● EXCERPT
++++++
Tax reduction thus sets off a process that can bring gains for everyone, gains won by marshaling resources that would otherwise stand idle--workers without jobs and farm and factory capacity without markets. Yet many taxpayers seem prepared to deny the nation the fruits of tax reduction because they question the financial soundness of reducing taxes when the Federal budget is already in deficit. Let me make clear why, in today's economy, fiscal prudence and responsibility call for tax reduction even if it temporarily enlarges the Federal deficit-why reducing taxes is the best way open to us to increase revenues.
Our choice is not the oversimplified one sometimes posed, between tax reduction and a deficit on one hand and a budget easily balanced by prudent management on the other. If the projected 1964 Federal cash deficit of $10.3 billion did not allow for a $2.7 billion loss in receipts owing to the new tax program, the projected deficit would be $7.6 billion. We have been sliding into one deficit after another through repeated recessions and persistent slack in our economy. A planned cash surplus of $0.6 billion for the fiscal year 1959 became a record cash deficit of $13.1 billion, largely as the result of economic recession. A planned cash surplus of $1.8 billion for the current fiscal year is turning into a cash deficit of $8.3 billion, largely as the result of economic slack. If we were to slide into recession through failure to act on taxes, the cash deficit for next year would be larger without the tax reduction than the estimated deficit with tax reduction. Indeed, a new recession could break all peace-time deficit records. And if we were to try to force budget balance by drastic cuts in expenditures--necessarily at the expense of defense and other vital programs-we would not only endanger the security of the country, we would so depress demand, production, and employment that tax revenues would fall and leave the government budget still in deficit. The attempt would thus be self-defeating.
++++++
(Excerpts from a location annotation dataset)
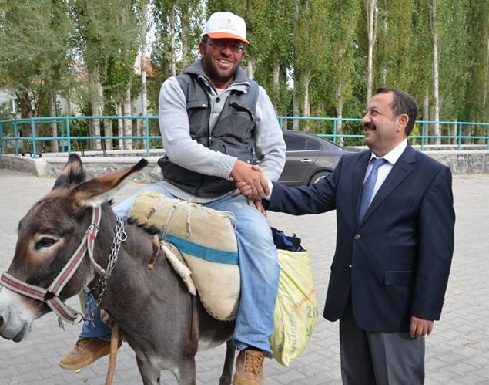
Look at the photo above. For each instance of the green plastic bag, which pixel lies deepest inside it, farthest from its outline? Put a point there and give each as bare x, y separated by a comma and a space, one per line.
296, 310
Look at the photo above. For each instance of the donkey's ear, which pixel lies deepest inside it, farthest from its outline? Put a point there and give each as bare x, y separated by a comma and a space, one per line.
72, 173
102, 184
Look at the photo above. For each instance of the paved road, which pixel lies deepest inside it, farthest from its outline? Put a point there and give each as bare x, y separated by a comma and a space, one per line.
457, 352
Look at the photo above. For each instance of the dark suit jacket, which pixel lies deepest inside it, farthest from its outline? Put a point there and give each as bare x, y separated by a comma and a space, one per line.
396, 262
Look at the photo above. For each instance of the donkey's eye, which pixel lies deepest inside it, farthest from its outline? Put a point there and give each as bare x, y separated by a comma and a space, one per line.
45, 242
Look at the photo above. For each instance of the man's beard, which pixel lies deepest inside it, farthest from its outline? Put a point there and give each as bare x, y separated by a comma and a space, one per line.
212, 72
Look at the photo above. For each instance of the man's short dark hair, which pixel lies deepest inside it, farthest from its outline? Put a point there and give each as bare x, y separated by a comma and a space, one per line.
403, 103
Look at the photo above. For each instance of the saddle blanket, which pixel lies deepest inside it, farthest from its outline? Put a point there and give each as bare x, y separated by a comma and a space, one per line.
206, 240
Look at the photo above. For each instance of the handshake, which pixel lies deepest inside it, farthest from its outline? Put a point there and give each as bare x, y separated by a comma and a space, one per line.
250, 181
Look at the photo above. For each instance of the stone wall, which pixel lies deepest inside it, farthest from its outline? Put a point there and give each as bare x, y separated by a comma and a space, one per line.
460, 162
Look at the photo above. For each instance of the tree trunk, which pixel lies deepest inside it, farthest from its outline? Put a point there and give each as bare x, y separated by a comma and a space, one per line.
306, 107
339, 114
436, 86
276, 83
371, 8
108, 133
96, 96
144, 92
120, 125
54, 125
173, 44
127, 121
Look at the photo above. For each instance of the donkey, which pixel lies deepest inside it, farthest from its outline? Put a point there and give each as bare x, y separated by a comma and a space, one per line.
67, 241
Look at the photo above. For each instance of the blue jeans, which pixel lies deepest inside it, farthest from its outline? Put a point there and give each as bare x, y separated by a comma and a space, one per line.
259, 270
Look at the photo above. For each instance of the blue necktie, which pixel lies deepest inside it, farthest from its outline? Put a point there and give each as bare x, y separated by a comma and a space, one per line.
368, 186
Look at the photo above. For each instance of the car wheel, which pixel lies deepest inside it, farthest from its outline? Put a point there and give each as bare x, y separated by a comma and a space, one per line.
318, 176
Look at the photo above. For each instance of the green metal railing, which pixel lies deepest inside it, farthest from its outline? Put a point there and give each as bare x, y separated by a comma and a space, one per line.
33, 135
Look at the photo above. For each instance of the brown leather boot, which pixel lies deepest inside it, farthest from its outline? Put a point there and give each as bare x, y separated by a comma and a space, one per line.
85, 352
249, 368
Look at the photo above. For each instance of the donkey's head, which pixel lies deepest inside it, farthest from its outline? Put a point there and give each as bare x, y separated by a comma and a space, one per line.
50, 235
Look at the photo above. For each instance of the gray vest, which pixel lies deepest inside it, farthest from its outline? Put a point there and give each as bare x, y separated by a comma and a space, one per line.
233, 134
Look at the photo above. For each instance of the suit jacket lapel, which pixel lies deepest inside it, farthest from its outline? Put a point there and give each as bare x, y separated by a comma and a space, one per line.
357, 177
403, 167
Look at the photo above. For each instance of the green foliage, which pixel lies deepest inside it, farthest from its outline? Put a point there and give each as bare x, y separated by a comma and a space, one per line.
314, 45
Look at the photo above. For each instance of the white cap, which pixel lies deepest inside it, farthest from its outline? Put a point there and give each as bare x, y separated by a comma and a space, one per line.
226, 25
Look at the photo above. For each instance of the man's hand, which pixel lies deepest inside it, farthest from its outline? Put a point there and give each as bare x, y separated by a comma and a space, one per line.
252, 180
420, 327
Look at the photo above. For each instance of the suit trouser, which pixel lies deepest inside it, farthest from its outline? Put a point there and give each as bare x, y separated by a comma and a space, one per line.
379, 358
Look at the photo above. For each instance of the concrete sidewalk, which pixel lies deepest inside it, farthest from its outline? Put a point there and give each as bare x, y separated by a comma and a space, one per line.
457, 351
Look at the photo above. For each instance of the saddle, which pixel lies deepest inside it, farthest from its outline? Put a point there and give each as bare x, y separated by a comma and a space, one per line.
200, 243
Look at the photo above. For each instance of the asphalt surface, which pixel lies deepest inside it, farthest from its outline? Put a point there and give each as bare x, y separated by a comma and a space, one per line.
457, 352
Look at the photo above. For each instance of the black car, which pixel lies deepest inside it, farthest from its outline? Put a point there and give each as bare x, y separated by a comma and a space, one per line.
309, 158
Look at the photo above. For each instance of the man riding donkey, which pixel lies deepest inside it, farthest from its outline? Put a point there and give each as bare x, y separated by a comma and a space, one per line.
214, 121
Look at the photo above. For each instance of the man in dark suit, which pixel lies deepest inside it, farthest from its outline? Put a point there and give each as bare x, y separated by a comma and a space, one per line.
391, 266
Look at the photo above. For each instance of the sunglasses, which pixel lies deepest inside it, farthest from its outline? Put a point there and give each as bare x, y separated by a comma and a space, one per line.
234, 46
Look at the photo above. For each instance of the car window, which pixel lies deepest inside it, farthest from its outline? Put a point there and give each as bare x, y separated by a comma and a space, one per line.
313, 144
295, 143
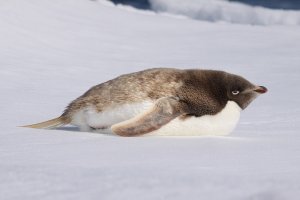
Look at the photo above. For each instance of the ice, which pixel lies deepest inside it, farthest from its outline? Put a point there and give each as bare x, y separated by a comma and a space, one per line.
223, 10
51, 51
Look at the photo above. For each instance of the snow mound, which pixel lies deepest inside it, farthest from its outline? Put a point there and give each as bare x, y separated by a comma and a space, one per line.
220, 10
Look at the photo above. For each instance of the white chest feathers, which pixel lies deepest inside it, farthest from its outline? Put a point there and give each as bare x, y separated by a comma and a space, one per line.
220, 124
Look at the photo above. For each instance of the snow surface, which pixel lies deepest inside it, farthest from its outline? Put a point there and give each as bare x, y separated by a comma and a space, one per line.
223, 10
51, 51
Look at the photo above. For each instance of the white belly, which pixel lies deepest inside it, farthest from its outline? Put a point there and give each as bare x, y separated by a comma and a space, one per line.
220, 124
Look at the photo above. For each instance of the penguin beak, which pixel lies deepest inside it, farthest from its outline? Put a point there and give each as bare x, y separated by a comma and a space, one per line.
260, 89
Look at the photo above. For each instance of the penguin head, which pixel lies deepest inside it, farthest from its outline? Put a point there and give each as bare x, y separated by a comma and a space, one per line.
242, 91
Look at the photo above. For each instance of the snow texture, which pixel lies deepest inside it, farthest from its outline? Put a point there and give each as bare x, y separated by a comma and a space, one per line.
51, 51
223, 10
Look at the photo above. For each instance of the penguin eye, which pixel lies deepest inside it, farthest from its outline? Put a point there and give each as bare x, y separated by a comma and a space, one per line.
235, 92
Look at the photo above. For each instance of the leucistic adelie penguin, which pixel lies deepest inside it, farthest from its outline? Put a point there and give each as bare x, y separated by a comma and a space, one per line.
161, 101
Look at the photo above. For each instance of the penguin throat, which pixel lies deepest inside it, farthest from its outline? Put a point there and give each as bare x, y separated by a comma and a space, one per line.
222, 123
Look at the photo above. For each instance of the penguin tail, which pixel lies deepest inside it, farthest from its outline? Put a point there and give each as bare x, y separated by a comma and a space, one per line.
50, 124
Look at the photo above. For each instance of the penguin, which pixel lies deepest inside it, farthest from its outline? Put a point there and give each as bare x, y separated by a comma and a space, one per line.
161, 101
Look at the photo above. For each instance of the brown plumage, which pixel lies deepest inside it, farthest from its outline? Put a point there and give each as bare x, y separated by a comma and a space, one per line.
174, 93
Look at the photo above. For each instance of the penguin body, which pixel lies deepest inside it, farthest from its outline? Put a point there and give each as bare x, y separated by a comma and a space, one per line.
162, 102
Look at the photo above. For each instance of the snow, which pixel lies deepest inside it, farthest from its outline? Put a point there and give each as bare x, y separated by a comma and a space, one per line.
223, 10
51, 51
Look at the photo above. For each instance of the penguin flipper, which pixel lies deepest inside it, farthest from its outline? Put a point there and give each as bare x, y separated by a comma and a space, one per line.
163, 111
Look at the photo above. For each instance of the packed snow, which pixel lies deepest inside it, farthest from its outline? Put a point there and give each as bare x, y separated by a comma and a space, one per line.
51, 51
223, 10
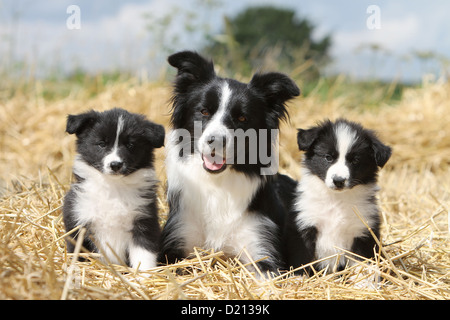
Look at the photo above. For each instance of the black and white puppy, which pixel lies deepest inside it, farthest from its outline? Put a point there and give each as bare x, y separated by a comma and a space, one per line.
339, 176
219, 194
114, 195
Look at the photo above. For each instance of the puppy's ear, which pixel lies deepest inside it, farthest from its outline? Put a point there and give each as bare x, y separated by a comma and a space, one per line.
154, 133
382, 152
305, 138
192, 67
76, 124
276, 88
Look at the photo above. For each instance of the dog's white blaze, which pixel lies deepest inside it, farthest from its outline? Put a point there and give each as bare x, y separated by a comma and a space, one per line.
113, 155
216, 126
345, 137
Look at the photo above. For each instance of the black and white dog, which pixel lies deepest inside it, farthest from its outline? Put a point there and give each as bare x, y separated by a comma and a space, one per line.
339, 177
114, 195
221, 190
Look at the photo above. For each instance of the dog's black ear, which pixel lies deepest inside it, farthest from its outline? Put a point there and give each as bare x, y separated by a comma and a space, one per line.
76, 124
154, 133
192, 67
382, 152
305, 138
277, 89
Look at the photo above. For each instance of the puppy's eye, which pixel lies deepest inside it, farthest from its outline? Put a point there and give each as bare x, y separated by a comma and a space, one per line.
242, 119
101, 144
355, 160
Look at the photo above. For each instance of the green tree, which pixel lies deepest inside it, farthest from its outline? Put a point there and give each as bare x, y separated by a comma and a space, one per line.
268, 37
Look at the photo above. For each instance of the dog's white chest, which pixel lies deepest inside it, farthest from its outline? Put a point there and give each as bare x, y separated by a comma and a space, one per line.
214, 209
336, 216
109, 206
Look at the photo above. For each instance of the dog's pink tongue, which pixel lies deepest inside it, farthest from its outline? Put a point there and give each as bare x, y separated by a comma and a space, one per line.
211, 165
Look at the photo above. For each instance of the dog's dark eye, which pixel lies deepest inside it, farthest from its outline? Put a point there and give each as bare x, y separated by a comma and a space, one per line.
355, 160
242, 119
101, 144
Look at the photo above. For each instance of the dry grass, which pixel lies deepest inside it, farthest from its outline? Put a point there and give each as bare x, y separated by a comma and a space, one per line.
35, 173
++++++
● DESCRIPTION OF THE TASK
How would the sentence "Indeed, a new recession could break all peace-time deficit records." from the tax reduction excerpt above read in Spanish?

● OUTPUT
De hecho, una nueva recesión podría batir todos los récords de déficit en tiempos de paz.